• **DATA EXCERPTS**
BEGIN

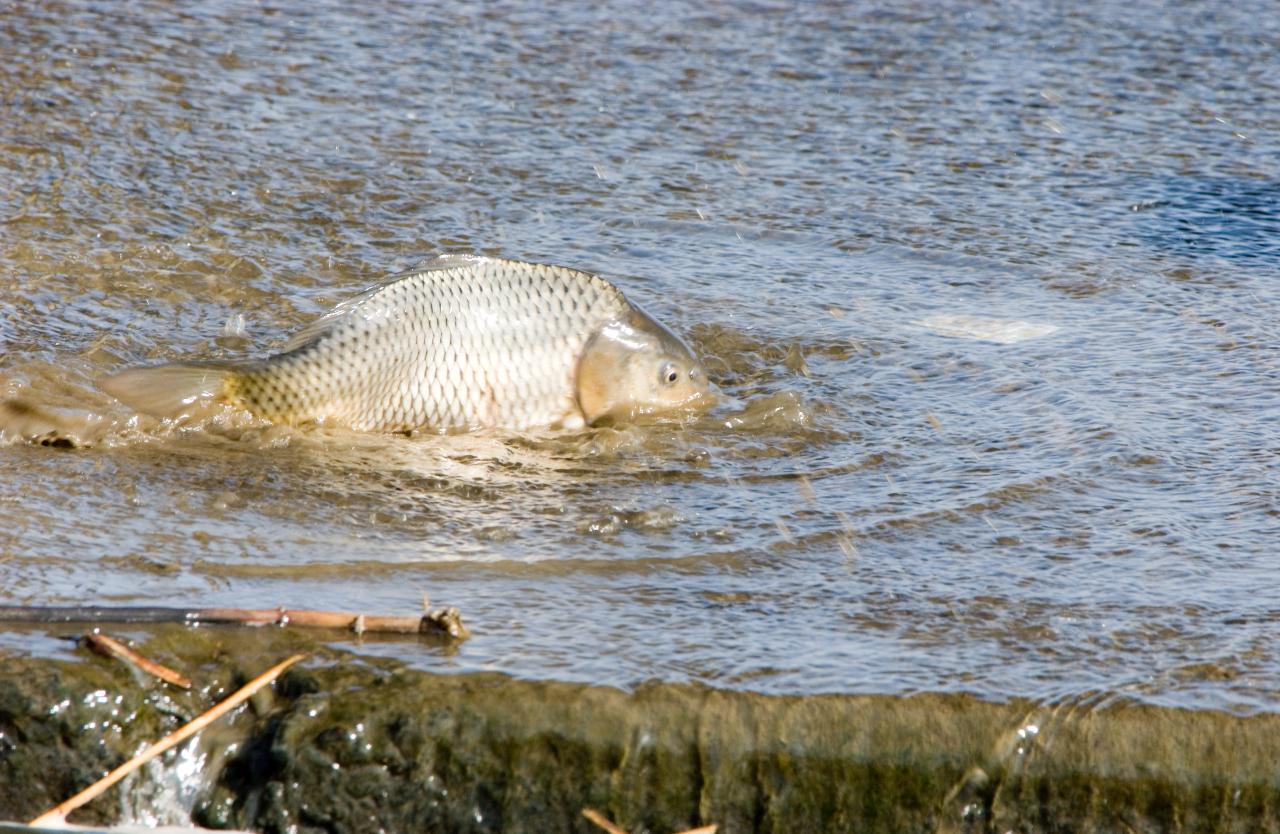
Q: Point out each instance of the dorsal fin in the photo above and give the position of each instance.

END
BEGIN

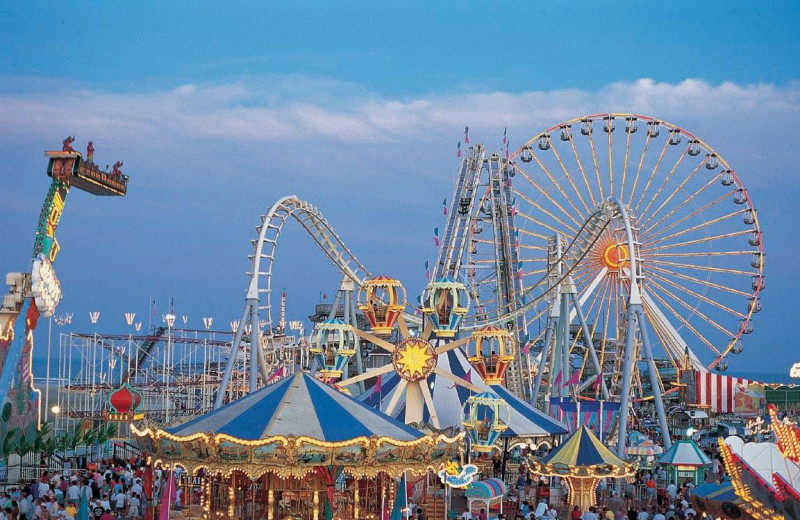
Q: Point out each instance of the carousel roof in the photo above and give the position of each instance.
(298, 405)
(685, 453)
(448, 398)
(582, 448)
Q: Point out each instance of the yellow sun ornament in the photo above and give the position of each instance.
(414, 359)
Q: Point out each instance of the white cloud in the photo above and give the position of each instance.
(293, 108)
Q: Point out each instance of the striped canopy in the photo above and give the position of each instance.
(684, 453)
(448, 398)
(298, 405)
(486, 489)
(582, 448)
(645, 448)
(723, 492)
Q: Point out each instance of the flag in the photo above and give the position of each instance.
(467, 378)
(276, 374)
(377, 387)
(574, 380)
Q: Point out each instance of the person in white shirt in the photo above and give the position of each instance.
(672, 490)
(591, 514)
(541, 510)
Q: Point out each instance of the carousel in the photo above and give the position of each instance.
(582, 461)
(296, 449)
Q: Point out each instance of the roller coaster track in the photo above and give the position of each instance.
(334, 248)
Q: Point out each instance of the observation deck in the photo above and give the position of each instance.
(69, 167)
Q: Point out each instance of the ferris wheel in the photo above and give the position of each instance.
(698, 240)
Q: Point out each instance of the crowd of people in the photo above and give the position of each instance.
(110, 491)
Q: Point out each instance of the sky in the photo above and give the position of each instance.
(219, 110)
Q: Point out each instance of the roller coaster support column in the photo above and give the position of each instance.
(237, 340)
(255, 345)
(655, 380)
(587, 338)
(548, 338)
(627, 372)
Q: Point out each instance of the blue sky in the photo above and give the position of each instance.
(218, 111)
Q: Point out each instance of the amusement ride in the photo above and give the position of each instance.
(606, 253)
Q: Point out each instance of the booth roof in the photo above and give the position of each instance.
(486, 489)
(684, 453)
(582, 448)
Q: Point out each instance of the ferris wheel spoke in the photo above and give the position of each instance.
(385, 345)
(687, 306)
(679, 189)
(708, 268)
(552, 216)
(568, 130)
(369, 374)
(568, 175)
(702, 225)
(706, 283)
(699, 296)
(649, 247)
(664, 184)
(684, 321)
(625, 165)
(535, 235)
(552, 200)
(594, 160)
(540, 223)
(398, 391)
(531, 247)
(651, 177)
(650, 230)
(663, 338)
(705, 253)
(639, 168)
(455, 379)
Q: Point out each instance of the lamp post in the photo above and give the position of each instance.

END

• **EXERCISE DIRECTIONS**
Retype exactly the span of lines from the one with "Q: Point out each instance of the roller coaster track" through the one with "Q: Point out each instance of the lamp"; include both ends and omit the rest of the material.

• **OUTPUT FOR THIS EXERCISE**
Q: Point out each instance of the roller coaster track in the photo above and give the position of each instance.
(334, 248)
Q: Point out each instance of the observation deck in the photo above and give the position of each instance.
(69, 167)
Q: Point out each instance of the ferris wheel in the photo above and give the position of each instance.
(698, 240)
Q: Point out each instance of the crowd of people in the photo above and give the position of each instance.
(110, 491)
Q: Point out each instance of the sky in the photo above and give the position of each instance.
(219, 110)
Q: Point out each instance of the roller coaster support column in the photo above and give the position of each instance.
(237, 340)
(255, 345)
(655, 380)
(587, 338)
(548, 338)
(627, 372)
Q: Point out each instance of the blue sky in the photo above and give the position of each instance.
(218, 111)
Q: Point out each instance of the amusement ride in the photo above and give the position of each instance.
(606, 253)
Q: Point out each instance of the booth roof in the photo above and give the position of each instance.
(486, 489)
(684, 453)
(582, 448)
Q: Point out each instance of the ferris wheel spoke in the photo above and give the position of each instance.
(385, 345)
(687, 306)
(679, 189)
(708, 268)
(552, 216)
(568, 130)
(369, 374)
(568, 175)
(702, 225)
(706, 283)
(699, 296)
(649, 247)
(664, 184)
(684, 321)
(625, 165)
(535, 235)
(552, 200)
(594, 160)
(540, 223)
(398, 391)
(531, 247)
(651, 177)
(650, 230)
(663, 338)
(705, 253)
(639, 168)
(455, 379)
Q: Point out each instance of the lamp post in the photo above and give the position of each instance.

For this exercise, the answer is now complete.